SUPPLIED RECORDS: Begin
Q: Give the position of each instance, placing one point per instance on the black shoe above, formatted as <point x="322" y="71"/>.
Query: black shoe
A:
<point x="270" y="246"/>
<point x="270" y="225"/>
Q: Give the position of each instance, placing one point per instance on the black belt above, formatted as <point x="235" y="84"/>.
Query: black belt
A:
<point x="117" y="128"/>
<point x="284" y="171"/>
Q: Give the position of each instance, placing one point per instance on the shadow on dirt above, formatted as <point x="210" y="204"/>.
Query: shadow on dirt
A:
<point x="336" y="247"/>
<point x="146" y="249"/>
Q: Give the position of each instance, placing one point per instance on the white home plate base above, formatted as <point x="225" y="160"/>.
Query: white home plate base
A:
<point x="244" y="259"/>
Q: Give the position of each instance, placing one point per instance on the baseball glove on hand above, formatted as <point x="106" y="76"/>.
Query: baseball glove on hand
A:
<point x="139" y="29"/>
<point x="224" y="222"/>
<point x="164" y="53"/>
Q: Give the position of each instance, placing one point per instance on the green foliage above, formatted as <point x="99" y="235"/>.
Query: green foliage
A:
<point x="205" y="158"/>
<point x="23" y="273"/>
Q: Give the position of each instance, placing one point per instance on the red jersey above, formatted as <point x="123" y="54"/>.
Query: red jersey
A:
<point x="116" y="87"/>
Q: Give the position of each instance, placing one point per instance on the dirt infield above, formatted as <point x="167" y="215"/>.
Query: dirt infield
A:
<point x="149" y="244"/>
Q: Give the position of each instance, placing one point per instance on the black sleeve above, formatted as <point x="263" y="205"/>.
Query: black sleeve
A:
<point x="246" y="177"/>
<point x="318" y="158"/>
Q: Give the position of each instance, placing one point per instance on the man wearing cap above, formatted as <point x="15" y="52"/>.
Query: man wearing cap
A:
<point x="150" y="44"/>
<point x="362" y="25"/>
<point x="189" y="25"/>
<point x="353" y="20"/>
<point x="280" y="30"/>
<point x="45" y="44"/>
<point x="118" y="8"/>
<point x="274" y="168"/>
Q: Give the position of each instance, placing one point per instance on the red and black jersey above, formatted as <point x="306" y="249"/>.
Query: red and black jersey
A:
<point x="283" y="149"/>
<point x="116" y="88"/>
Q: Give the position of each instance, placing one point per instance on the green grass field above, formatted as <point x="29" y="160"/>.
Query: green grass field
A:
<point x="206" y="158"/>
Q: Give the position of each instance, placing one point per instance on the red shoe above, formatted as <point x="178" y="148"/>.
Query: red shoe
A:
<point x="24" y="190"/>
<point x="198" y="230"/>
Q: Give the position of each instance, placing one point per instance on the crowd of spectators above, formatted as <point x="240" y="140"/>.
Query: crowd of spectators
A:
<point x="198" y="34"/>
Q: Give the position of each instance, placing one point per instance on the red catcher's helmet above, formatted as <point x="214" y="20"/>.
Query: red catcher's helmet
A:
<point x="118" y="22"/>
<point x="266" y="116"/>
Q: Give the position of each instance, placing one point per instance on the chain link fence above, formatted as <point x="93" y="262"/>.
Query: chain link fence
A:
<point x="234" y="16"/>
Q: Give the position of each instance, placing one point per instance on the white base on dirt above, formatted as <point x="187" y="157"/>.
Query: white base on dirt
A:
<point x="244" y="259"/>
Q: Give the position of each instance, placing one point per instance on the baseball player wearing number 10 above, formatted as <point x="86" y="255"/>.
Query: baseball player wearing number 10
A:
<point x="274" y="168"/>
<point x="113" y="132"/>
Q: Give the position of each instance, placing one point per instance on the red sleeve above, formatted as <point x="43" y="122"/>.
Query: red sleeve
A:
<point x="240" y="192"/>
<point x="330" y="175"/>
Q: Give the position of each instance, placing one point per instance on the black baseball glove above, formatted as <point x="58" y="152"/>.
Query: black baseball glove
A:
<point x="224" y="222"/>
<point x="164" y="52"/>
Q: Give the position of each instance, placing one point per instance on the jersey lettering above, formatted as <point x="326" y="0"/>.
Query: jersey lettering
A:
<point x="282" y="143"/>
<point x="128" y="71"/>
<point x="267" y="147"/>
SUPPLIED RECORDS: End
SUPPLIED RECORDS: Begin
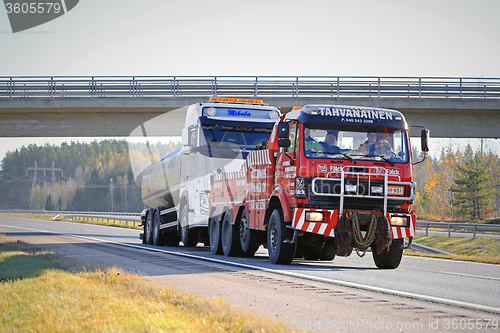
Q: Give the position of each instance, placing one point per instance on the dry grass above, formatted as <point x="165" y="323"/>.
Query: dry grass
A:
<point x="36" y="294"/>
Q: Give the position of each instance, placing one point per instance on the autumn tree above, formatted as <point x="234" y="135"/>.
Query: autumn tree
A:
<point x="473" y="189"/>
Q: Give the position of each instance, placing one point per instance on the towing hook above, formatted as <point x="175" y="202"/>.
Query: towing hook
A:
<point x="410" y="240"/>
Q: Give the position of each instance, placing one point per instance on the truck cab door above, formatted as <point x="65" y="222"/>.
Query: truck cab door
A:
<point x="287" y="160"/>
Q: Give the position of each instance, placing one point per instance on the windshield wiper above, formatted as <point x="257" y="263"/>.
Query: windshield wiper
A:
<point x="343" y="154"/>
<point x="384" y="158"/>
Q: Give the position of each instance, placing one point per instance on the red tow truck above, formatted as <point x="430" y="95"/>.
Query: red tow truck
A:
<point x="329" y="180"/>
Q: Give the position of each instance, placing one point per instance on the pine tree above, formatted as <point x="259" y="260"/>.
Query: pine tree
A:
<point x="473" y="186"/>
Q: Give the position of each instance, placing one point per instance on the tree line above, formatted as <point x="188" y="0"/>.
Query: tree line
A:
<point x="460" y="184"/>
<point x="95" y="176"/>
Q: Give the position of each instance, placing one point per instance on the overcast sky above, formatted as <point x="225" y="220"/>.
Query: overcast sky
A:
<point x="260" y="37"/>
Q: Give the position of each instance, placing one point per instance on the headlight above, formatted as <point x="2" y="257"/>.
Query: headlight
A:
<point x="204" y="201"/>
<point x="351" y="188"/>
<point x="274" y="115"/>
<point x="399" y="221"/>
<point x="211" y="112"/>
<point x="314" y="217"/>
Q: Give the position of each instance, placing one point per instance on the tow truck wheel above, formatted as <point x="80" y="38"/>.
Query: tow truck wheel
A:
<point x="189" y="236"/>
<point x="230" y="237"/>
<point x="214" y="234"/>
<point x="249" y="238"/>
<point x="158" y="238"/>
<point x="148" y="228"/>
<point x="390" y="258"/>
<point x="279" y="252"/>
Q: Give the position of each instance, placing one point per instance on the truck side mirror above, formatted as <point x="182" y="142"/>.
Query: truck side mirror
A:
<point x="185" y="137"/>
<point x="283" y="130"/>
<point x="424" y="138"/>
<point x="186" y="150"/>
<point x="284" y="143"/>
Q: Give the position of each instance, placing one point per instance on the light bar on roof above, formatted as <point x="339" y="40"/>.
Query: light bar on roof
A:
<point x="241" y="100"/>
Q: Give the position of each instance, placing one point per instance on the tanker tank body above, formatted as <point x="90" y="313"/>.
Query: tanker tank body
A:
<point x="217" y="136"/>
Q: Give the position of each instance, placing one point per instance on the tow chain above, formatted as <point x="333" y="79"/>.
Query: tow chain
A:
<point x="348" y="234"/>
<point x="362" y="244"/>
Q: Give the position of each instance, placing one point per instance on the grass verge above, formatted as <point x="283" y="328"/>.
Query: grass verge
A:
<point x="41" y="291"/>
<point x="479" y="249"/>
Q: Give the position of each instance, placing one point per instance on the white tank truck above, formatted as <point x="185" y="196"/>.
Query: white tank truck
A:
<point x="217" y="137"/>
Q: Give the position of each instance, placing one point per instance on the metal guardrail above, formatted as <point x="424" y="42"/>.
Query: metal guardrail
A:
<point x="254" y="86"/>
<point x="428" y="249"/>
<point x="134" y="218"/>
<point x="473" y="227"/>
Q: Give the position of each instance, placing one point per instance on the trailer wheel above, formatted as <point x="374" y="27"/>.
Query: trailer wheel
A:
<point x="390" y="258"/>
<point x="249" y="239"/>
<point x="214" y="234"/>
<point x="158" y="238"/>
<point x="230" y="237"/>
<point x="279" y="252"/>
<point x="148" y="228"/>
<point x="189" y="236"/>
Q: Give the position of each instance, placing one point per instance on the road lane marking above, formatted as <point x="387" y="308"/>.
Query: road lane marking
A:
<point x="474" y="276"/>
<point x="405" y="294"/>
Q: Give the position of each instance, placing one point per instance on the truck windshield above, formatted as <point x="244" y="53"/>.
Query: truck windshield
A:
SUPPLIED RECORDS: End
EXERCISE REQUIREMENTS
If a line above contains the string "headlight", count it, then give the total and nothing else.

SOLUTION BELOW
2